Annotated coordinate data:
————————

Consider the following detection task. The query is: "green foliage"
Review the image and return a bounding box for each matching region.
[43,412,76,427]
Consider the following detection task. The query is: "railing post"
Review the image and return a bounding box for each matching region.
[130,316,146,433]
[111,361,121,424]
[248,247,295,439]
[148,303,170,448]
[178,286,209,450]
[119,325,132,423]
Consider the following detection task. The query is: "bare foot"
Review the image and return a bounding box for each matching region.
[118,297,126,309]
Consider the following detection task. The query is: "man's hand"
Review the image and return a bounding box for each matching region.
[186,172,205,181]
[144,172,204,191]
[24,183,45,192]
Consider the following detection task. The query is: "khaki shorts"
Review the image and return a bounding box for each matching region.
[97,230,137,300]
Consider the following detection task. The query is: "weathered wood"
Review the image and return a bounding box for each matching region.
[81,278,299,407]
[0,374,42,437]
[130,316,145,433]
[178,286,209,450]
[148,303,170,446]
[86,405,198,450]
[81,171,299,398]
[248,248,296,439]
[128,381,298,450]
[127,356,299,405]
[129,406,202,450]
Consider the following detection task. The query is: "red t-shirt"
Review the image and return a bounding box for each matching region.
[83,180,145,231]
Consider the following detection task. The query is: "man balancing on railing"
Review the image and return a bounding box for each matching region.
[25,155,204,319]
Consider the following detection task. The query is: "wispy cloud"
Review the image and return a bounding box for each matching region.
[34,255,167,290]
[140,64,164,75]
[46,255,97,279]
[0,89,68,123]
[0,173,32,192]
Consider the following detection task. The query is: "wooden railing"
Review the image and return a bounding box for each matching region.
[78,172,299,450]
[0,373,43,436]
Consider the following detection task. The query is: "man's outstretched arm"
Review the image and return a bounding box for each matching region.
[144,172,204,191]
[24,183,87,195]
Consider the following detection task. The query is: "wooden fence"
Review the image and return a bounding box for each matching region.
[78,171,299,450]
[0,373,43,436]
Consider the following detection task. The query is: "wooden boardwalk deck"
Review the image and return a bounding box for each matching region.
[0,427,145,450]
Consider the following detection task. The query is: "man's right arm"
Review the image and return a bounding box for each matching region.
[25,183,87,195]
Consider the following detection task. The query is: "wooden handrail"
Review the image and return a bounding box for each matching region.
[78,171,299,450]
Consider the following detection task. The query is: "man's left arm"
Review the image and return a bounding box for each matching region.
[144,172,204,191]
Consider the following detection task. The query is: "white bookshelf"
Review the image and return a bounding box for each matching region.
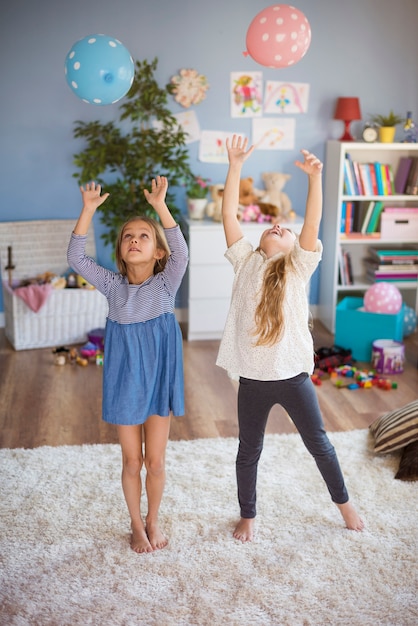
[187,217,303,341]
[318,141,418,333]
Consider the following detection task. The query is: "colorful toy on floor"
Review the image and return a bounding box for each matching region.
[330,365,398,391]
[364,281,402,314]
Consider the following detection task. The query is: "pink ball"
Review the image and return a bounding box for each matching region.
[246,4,311,67]
[364,282,402,314]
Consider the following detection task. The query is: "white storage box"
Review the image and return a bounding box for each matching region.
[380,209,418,242]
[0,219,108,350]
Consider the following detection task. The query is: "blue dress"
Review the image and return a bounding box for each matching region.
[68,226,188,425]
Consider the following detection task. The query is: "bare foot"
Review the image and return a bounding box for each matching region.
[232,517,254,543]
[337,502,364,532]
[147,522,168,550]
[131,524,153,554]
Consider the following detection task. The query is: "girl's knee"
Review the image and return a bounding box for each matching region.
[123,450,143,476]
[144,456,165,476]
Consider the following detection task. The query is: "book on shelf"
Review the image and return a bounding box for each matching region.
[359,163,374,196]
[382,163,395,196]
[343,250,354,285]
[360,200,376,235]
[368,246,418,264]
[363,257,418,272]
[366,163,380,196]
[373,274,418,283]
[384,206,418,215]
[405,157,418,196]
[338,247,354,286]
[395,157,413,194]
[338,246,347,286]
[344,157,356,196]
[351,161,365,196]
[366,201,384,234]
[373,161,385,196]
[344,202,354,234]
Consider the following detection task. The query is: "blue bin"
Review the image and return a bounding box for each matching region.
[335,298,404,362]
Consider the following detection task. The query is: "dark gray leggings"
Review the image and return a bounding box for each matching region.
[236,373,348,518]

————————

→ **REQUIRED TASK**
Copy out all of the data above with every "bounding box" changed to "bounding rectangle" and everything else left as it is. Leave the pictures out of your answer.

→ **CORRECT OUTPUT**
Consider the following detection task. The query is: "green foliage"
Review the image and return a bounding rectangle for each matching region.
[43,412,76,427]
Consider the following detection task. The query is: "railing post"
Review the image and return a bounding rectangle for each matching region.
[130,316,146,433]
[111,361,121,424]
[248,247,295,439]
[148,303,170,448]
[178,286,209,450]
[119,325,132,423]
Consider the following detection task. The query is: "bare foot"
Review the image and return a bounding rectangle for each matching region.
[118,297,126,309]
Consider the following detection task. The query is: "man's hand"
Review the image and return a bounding rectangle for each matching region.
[186,172,205,181]
[144,172,204,191]
[24,183,45,192]
Consider the following detection task. The query is: "khaki shorts"
Review the image and return a bounding rectangle for each matching region.
[97,230,137,300]
Consider the following detection task. The query is: "weathered wood"
Review the image and return a bounding rectangle for each matching region.
[81,278,299,407]
[0,374,42,437]
[130,316,145,433]
[178,286,209,450]
[148,303,170,446]
[86,405,198,450]
[81,171,299,398]
[248,248,296,439]
[128,381,298,450]
[127,356,299,405]
[129,406,202,450]
Consider the following detection task. The query is: "red t-shirt"
Review the image and return a bounding rectangle for each matching region.
[83,180,145,231]
Consider the following detection task. The query is: "man balancing on railing"
Review the image and return a bounding rectangle for each matching region.
[25,155,204,319]
Consider the following detection task. The query is: "wispy cloud"
Review the image and return a bounding rectangle for each matching region.
[34,255,167,290]
[140,64,164,75]
[46,255,97,279]
[0,89,68,123]
[0,173,32,192]
Consider the following detection task. The query is: "wooden railing"
Review the image and return a bounding rectangle for each matching region.
[78,172,299,450]
[0,373,43,436]
Consider the following detection task. The query is: "man's outstretched arm"
Review the image and return a bounding rectangle for each matching region.
[144,172,204,191]
[24,183,87,195]
Consider the following detection task. The query is: "wooden fence"
Review the image and return a bounding rectangle for each matching region.
[78,171,299,450]
[0,373,43,436]
Consider the following detection task. The query is: "wooden boardwalk deck"
Review the image and return a bounding rectangle for each matching region.
[0,427,145,450]
Consider the following detection task. The query is: "man's right arm"
Review the image and return a bounding rectangle for each matching region.
[25,183,87,195]
Consider the following detection task. The query is: "wooden handrail"
Review the image and return a bounding rectangle for each matching region.
[78,171,299,450]
Consider the following detection task. The query is: "man's left arm"
Review the image and return a bounding rectangle for each matching region.
[144,172,204,191]
Consider the following detection task. The query is: "white bookshelf"
Review the image and return a bounding rectangle for each matching region.
[187,217,303,341]
[318,141,418,333]
Consider the following detection task. The query is: "colorful toy on floor"
Review the image and return a bounding rectangle for each matching region.
[330,365,398,391]
[364,281,402,314]
Consider the following detection task. The query is: "pink ball"
Review the image and return a bounding rectangle for each matching region.
[246,4,311,67]
[364,282,402,314]
Consider the following detection task. The query is: "white storage box"
Review the image and return a bounding rectangle for each matching region.
[380,209,418,242]
[0,219,108,350]
Consider the following detection task. The query is: "blue dress"
Review the image and return a bounding rectangle for each matching region.
[68,226,188,425]
Consider the following detection task. The query is: "bare foot"
Review the image and return a bounding rectangle for each matching region.
[232,517,254,543]
[337,502,364,532]
[147,522,168,550]
[131,524,153,554]
Consider the following detection task. The query is: "girl's knee"
Review the image and return a bounding rectangle for each matching region.
[123,450,143,476]
[144,456,165,476]
Consider the following detection task. The query is: "book on shelf"
Review the image and return a bounding rectangle for each matching region.
[359,163,374,196]
[382,163,395,196]
[343,250,354,285]
[360,200,376,235]
[368,246,418,264]
[363,257,418,272]
[366,163,380,196]
[373,274,418,283]
[384,206,418,215]
[405,157,418,196]
[338,247,354,286]
[395,157,413,194]
[338,246,347,286]
[344,157,356,196]
[351,161,365,196]
[366,201,384,234]
[373,161,385,196]
[344,202,354,234]
Consider the following detection task. The query is: "blue bin"
Review the image and return a bounding rectangle for each matching region.
[335,298,404,362]
Consider the following detection task. The query is: "dark gray leggings"
Review the image and return a bounding rectangle for each matching region.
[236,373,348,518]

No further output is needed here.